• WHAT THE TASK ASKS
How many lines of the records below contain the string "leaf"? Reply with the number only.

(Part of a data file)

>> Begin

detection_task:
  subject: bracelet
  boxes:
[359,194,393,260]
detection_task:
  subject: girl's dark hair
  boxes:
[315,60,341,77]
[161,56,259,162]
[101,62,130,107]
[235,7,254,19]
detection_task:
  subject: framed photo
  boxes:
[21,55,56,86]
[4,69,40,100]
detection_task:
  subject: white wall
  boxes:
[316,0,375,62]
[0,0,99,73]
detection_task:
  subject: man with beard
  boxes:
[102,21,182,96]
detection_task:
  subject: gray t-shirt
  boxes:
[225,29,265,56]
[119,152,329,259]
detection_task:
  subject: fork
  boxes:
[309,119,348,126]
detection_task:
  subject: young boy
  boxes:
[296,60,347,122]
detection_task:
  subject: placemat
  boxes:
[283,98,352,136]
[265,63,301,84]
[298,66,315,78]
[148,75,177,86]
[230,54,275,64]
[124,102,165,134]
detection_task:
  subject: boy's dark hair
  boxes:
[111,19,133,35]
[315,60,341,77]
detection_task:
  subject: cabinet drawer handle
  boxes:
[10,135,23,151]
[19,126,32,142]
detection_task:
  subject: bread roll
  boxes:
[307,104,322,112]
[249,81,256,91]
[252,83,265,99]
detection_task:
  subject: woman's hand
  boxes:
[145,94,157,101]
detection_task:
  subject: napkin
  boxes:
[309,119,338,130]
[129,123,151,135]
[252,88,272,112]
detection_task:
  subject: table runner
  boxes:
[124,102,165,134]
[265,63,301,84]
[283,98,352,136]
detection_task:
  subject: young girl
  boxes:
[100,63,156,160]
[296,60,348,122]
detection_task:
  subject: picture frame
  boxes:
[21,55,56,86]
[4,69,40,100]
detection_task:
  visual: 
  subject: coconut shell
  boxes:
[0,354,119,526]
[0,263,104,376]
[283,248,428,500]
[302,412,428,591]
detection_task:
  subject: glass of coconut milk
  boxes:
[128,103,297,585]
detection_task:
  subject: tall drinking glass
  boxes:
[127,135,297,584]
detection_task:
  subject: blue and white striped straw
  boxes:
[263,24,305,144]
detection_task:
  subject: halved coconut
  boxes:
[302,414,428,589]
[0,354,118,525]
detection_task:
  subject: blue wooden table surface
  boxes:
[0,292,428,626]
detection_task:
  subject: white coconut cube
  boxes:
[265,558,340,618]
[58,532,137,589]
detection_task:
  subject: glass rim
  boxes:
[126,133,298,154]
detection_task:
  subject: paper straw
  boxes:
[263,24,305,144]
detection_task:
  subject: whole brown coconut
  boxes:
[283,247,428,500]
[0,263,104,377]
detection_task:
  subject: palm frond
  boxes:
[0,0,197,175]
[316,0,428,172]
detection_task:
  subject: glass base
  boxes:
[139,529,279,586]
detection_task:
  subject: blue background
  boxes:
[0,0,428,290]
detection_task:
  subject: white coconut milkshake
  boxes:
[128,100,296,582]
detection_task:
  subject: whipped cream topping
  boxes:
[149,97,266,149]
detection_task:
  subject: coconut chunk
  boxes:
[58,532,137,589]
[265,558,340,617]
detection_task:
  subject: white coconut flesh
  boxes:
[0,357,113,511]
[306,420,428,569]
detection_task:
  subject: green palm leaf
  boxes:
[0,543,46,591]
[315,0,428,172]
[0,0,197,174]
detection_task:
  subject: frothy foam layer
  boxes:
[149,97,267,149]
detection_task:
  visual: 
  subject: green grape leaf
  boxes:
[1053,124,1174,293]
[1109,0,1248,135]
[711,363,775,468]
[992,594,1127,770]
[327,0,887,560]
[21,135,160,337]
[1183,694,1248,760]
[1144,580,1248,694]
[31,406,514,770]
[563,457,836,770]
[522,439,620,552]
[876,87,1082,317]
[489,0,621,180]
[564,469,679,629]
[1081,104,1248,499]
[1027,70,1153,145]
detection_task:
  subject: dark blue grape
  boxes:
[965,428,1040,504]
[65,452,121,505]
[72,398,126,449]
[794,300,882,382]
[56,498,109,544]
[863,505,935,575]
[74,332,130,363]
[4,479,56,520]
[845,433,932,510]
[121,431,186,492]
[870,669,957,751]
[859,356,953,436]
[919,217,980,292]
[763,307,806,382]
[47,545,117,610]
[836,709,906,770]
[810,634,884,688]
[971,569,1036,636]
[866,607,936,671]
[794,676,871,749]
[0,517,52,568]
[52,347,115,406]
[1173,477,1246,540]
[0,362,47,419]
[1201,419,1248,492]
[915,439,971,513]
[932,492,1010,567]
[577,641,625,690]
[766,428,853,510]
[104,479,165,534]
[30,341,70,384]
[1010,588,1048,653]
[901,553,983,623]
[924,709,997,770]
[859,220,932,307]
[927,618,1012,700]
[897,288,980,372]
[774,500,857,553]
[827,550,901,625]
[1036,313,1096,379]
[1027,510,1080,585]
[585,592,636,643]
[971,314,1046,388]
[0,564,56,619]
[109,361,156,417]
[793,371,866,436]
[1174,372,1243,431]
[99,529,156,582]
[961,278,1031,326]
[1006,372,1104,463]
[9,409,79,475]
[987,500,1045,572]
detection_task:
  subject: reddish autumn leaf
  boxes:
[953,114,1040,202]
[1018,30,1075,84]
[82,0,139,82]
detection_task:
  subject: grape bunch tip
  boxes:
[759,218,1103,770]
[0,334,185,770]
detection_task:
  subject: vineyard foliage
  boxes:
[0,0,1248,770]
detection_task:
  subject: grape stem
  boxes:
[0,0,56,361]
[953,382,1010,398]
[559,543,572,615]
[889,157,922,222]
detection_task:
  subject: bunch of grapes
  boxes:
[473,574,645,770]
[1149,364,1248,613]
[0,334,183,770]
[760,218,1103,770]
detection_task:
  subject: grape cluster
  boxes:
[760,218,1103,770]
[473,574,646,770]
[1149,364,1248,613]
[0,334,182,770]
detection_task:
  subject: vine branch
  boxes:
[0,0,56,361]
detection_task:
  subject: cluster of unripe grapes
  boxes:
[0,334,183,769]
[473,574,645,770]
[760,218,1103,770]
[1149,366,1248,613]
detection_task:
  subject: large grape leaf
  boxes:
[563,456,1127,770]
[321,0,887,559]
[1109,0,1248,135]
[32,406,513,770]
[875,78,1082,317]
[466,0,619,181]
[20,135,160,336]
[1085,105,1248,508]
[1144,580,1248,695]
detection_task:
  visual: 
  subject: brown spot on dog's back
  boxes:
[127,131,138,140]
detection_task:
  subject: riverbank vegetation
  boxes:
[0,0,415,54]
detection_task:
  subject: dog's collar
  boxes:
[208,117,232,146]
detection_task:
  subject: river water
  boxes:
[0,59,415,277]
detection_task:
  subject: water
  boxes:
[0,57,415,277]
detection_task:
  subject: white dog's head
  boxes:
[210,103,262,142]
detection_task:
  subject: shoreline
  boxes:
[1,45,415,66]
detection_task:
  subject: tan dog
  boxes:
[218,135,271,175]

>> End

• TASK ANSWER
4